* begin Data entries *
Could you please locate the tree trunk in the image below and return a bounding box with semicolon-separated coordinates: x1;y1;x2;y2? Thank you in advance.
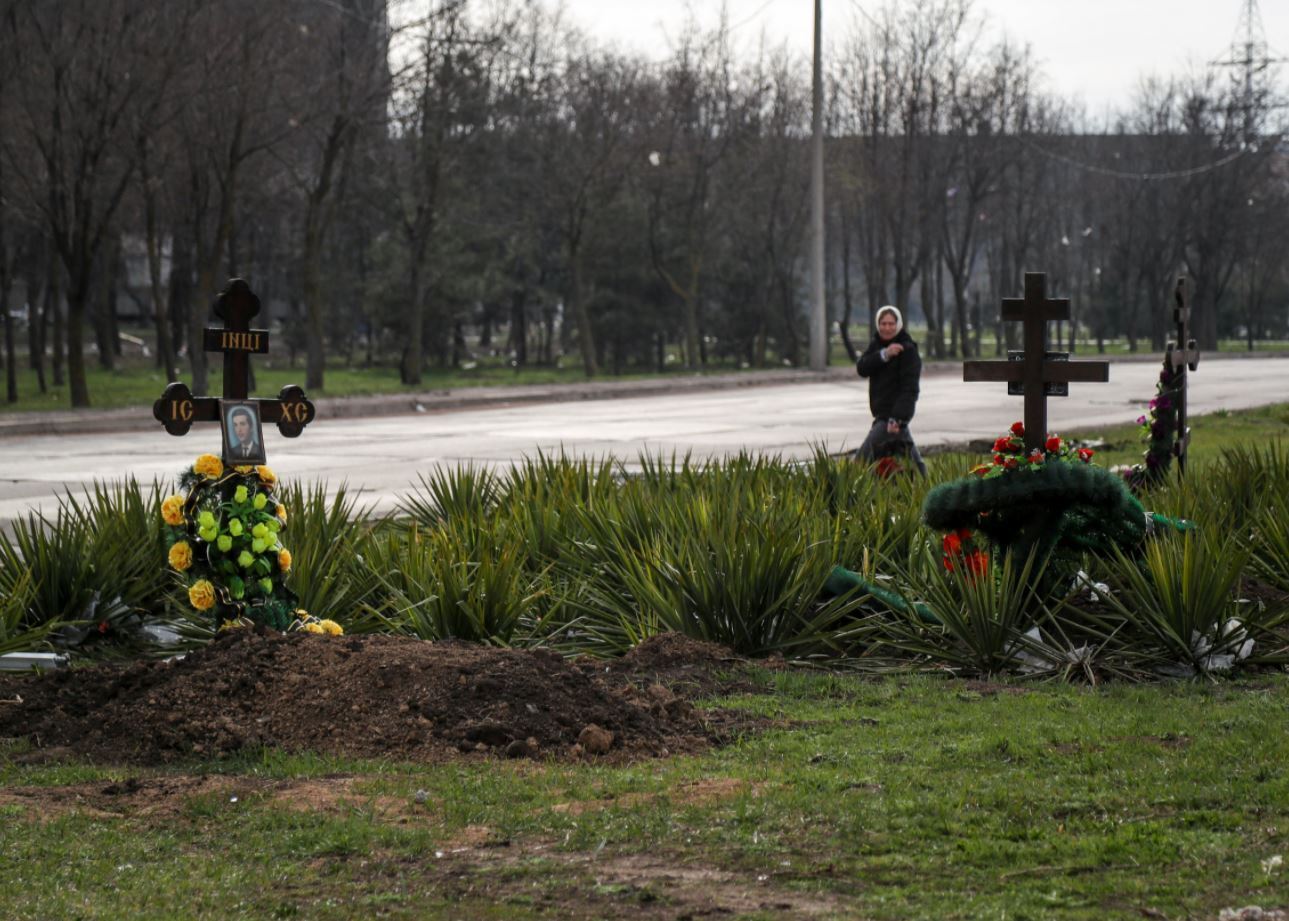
0;231;15;403
23;263;48;393
300;212;326;390
89;247;116;371
45;252;67;386
67;267;92;410
510;286;528;370
400;252;428;386
143;194;179;381
568;249;598;377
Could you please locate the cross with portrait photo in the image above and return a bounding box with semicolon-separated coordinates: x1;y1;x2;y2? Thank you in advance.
220;401;266;465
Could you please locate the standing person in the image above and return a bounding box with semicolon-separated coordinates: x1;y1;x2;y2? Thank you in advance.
855;305;927;475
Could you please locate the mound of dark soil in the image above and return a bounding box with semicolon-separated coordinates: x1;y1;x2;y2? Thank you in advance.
0;630;739;763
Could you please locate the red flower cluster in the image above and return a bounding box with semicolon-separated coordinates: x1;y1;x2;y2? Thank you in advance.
972;423;1096;477
941;528;989;577
873;455;904;479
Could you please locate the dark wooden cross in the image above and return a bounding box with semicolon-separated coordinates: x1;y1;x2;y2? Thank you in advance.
1164;276;1200;473
152;278;315;460
963;272;1110;451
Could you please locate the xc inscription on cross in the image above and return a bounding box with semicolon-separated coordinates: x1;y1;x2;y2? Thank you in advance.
152;278;315;460
963;272;1110;451
1164;276;1200;473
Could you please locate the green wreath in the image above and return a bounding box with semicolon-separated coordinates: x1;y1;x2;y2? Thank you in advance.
922;423;1150;558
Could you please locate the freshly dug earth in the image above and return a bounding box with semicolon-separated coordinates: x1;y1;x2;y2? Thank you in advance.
0;630;746;764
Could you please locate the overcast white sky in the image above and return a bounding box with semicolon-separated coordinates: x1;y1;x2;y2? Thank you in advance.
541;0;1289;117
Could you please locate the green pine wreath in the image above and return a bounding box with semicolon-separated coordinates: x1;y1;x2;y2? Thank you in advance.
922;423;1151;566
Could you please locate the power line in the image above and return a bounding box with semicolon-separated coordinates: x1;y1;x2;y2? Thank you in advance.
1013;134;1250;182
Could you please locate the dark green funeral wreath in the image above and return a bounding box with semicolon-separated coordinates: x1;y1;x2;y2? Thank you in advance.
922;423;1154;555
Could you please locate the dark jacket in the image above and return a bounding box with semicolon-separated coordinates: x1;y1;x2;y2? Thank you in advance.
855;330;922;423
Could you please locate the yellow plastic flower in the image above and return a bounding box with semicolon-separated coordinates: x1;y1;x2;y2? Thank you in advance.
170;541;192;572
188;578;215;611
161;496;183;528
192;455;224;479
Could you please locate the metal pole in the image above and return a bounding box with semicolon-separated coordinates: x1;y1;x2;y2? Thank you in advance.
809;0;828;371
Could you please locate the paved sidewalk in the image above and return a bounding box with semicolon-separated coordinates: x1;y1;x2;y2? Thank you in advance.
0;352;1258;438
0;362;871;438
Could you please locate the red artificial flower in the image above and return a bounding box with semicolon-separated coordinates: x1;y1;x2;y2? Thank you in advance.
873;457;904;479
963;550;989;576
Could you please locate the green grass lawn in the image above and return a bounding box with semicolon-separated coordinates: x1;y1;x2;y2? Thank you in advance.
0;330;1289;412
928;403;1289;470
0;671;1289;920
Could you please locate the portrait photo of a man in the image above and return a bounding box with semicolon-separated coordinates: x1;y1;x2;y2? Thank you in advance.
220;403;264;466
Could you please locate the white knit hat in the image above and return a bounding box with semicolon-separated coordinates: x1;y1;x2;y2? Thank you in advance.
873;304;904;332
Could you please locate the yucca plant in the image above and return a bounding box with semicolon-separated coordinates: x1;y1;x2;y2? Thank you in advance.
282;483;380;630
398;464;500;531
559;471;881;656
1083;529;1284;674
354;523;545;645
883;545;1062;675
0;569;59;656
1187;442;1289;529
1249;493;1289;593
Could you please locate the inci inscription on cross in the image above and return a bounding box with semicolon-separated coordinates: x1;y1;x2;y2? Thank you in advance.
152;278;315;462
1164;276;1200;473
963;272;1110;451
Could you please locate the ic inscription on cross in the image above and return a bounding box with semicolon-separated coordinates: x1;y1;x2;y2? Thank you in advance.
152;278;315;462
963;272;1110;451
1164;276;1200;473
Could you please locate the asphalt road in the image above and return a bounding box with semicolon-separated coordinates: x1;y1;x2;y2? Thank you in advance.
0;358;1289;523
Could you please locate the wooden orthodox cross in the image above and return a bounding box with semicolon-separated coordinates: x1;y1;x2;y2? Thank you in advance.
152;278;313;461
1164;276;1200;473
963;272;1110;451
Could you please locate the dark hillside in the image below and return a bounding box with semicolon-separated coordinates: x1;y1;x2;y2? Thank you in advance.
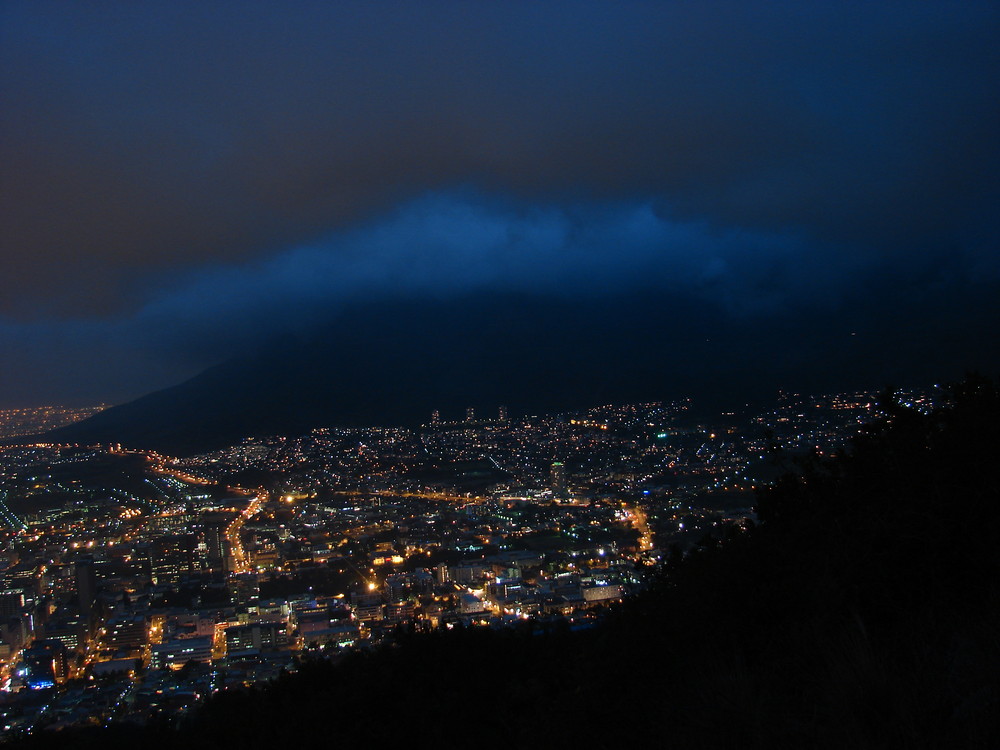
17;380;1000;748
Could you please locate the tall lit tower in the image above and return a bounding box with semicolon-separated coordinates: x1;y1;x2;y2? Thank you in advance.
549;461;568;500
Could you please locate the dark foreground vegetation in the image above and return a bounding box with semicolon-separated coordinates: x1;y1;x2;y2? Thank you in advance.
15;378;1000;748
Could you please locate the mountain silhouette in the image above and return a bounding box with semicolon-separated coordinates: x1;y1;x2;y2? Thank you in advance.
44;294;744;454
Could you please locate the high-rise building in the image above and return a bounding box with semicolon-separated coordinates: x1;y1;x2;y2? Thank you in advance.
150;534;197;586
74;557;97;619
549;461;568;499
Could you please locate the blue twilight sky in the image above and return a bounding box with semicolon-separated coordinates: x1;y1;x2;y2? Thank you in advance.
0;0;1000;406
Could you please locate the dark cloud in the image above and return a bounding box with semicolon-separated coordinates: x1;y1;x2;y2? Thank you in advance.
0;0;1000;400
0;2;1000;316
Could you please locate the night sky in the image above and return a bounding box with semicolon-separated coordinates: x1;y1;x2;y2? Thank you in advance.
0;0;1000;407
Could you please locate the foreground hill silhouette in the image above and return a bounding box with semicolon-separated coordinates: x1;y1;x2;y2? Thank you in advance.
19;378;1000;748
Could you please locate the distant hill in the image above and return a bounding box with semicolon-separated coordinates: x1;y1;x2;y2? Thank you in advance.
44;290;968;455
39;295;756;454
25;379;1000;750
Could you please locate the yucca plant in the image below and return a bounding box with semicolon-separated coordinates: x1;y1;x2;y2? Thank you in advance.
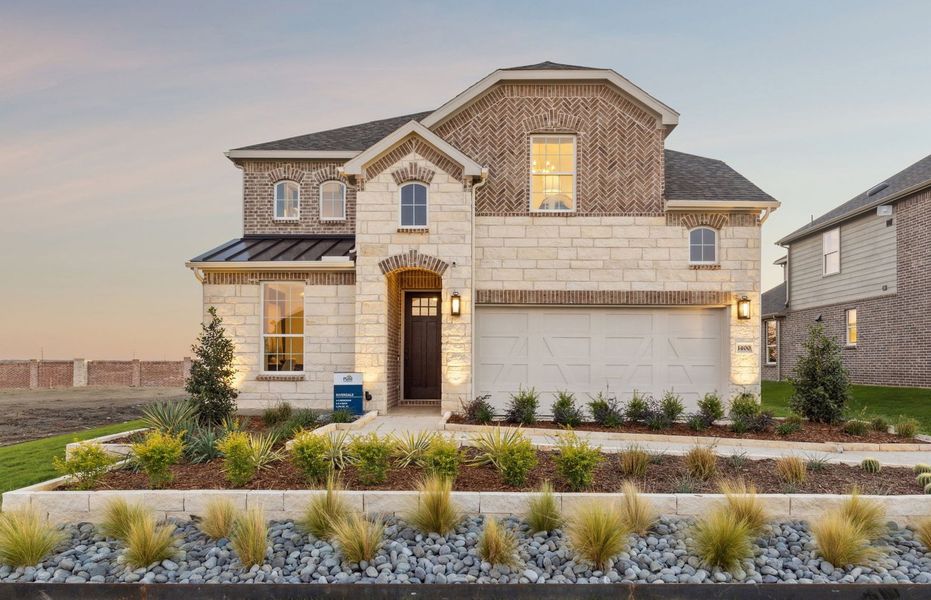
* end Data entries *
▶ _Your task_
Please retype every one of the entries above word for word, leaving out the pictures.

▶ _Solution_
Could you please locate the tree trunk in the image below and return a bounding box with semicolon-separated coordinates: x1;y1;x2;y2? Thank you in advance.
0;231;15;403
23;263;48;393
300;212;326;390
89;247;116;371
45;252;67;386
67;267;92;410
510;286;528;370
400;252;428;386
143;194;179;381
568;249;598;377
Could you please locate the cross with portrait photo in the image above and return a bounding box with semicolon-separated coordinates: x1;y1;x2;y2? Thank you in advance.
220;401;266;465
Could you please locate the standing person in the image above and return a bounding box with semicolon-separated coordinates: x1;y1;x2;y2? Thank you in advance.
855;305;927;475
Could you please locate the mound of dark soil in the image above and return a bounding box with semicolon-separated coordinates: x1;y1;x2;y2? Thank you in advance.
0;630;739;763
Could you please locate the red flower cluster in the image above and return a bounding box with semicolon-separated coordinates: x1;y1;x2;y2? Thank you in advance.
972;423;1096;477
941;528;989;577
873;455;904;479
Could you please locate the dark wooden cross in the image above and return a bounding box with semicolon-separated coordinates: x1;y1;x2;y2? Thank you in advance.
1164;276;1200;473
152;278;315;460
963;272;1110;451
Could you please locate the xc inscription on cross in the image above and return a bounding box with semicolon-separated coordinates: x1;y1;x2;y2? Thank you in advance.
152;278;315;460
963;272;1110;451
1164;276;1200;473
Could you please locate the green wreath in the image above and return a bounding box with semicolon-separated coordinates: x1;y1;x2;y2? Thank you in advance.
922;423;1150;558
Could you please locate the freshly dug earth in the image above and return a bounding box with semicolon-separated coordinates: x1;y1;x2;y2? Thank you in advance.
0;630;746;764
Could you please locate the overcast white sky in the image above and return a bounding box with semicolon-separated coordinates: x1;y1;x2;y2? Thank you in advance.
541;0;1289;117
Could you please locate the green pine wreath in the image above and return a bounding box with semicolon-separated coordinates: x1;y1;x2;y2? Thank you in advance.
922;423;1151;566
Could you please locate the power line in the image above and return a bounding box with semicolon-separated coordinates: x1;y1;x2;y2? Thank you in advance.
1013;134;1250;182
Could you please locate the dark green funeral wreath in the image above and return a bounding box with semicolon-separated coordinates: x1;y1;x2;y2? Thank you in advance.
922;423;1154;555
Could you please locate the dark jacket in the image above and return a bounding box with semicolon-separated coordinates: x1;y1;x2;y2? Thank you in advance.
855;330;922;423
Could you please locate the yellow plastic flower in the image above and return a bounding box with semicolon-separated coordinates: x1;y1;x2;y2? Thank you in advance.
170;541;192;572
188;578;215;611
161;496;183;528
192;455;224;479
Could you please locate the metal pole in the image above and return a bounding box with semicolon-separated coordinates: x1;y1;x2;y2? Thank you in advance.
809;0;828;371
Could you please locate the paved sidewalk in the image above and return a bounding box with semicolon-separated coordinates: x1;y1;x2;y2? Thank you in advance.
0;352;1258;438
0;362;871;438
Could you please locate the red artificial flower in the image above and return a bounding box with semicolon-separated coordinates: x1;y1;x2;y2? Thank you in advance.
873;457;904;479
963;550;989;576
Could you please locate the green grass lawn in the image above and return a bounding box with semicolon-separated coordinates: x1;y1;x2;y2? Thank you in advance.
0;330;1289;412
928;403;1289;470
0;671;1289;920
Could you please locate the portrait photo of a man in the image above and return a bounding box with semicolon-separated coordinates: x1;y1;x2;y2? Thank you in advance.
220;403;264;466
Could you please locate the white knit hat in the image above and return a bounding box with semicolon-separated coordinates: x1;y1;x2;y2? Thank you in advance.
873;304;904;332
Could you please locate the yucca plant in the image above and return a bounding box with semicolon-separated coordinates: x1;y1;x2;y2? Thank you in advance.
282;483;380;630
398;464;500;531
559;471;881;656
1083;529;1284;674
354;523;545;645
883;545;1062;675
0;569;59;656
1187;442;1289;529
1249;493;1289;593
Could you please locate the inci inscription on cross in the image above and return a bounding box with semicolon-separated coordinates: x1;y1;x2;y2? Thank you in advance.
152;278;315;462
1164;276;1200;473
963;272;1110;451
Could you please locate the ic inscription on cross in the image above and return a bounding box with semicolon-separated coordinates: x1;y1;x2;y2? Thank you in advance.
152;278;315;462
963;272;1110;451
1164;276;1200;473
Could you please locate the asphalt road in the image above and return a bounding box with semicolon-separated coordinates: x1;y1;x2;y2? Thank you in advance.
0;358;1289;523
Could you please locate the wooden orthodox cross in the image above and return a bounding box with semicolon-separated coordinates: x1;y1;x2;y2? Thank you in advance.
152;278;313;461
1164;276;1200;473
963;272;1110;451
Could you please locate the dark hillside in the image below and return a bounding box with semicolon-separated coordinates: x1;y1;x2;y2? Thank you in advance.
17;380;1000;748
Could you please locate the tall lit tower in the image above and return a bounding box with semicolon-separated coordinates: x1;y1;x2;y2? Thank you in advance.
549;461;568;500
Could you please locate the dark foreground vegetation in the image above and return a bounding box with semicolon-separated coordinates: x1;y1;x2;y2? Thank you in advance.
15;378;1000;748
Could you please locate the mountain silhouette in the image above and return a bounding box with semicolon-separated coordinates: x1;y1;x2;y2? Thank you in advance.
44;294;744;454
Could you please locate the high-rise building in the image above and return a bounding box with semicolon-separated coordinates: x1;y1;x2;y2? Thank you in advance.
150;534;197;586
74;557;97;619
549;461;568;499
Could you please locate the blue twilight sky in the image above and return a bounding box with semicolon-separated coordinates: x1;y1;x2;y2? Thank you in advance.
0;0;1000;406
Could you please locate the dark cloud in the image above and return a bounding box with semicolon-separated coordinates: x1;y1;x2;y2? Thank you in advance.
0;0;1000;400
0;2;1000;316
Could you please locate the night sky in the image above and return a bounding box with semicolon-separated coordinates: x1;y1;x2;y2? Thank you in advance.
0;0;1000;407
Could you please locate the foreground hill silhouette in the image above and return a bounding box with semicolon-separated coordinates: x1;y1;x2;y2? Thank you in advance.
19;378;1000;748
Could you please locate the distant hill in the image above and return a bounding box with semicolon-separated coordinates: x1;y1;x2;y2? Thank you in advance.
44;290;968;455
39;295;756;454
25;379;1000;750
Could you please locate the yucca plant in the image below and return a bounding box with semicolon-separated coordinates: x1;y1;x2;y2? Thank you in advance.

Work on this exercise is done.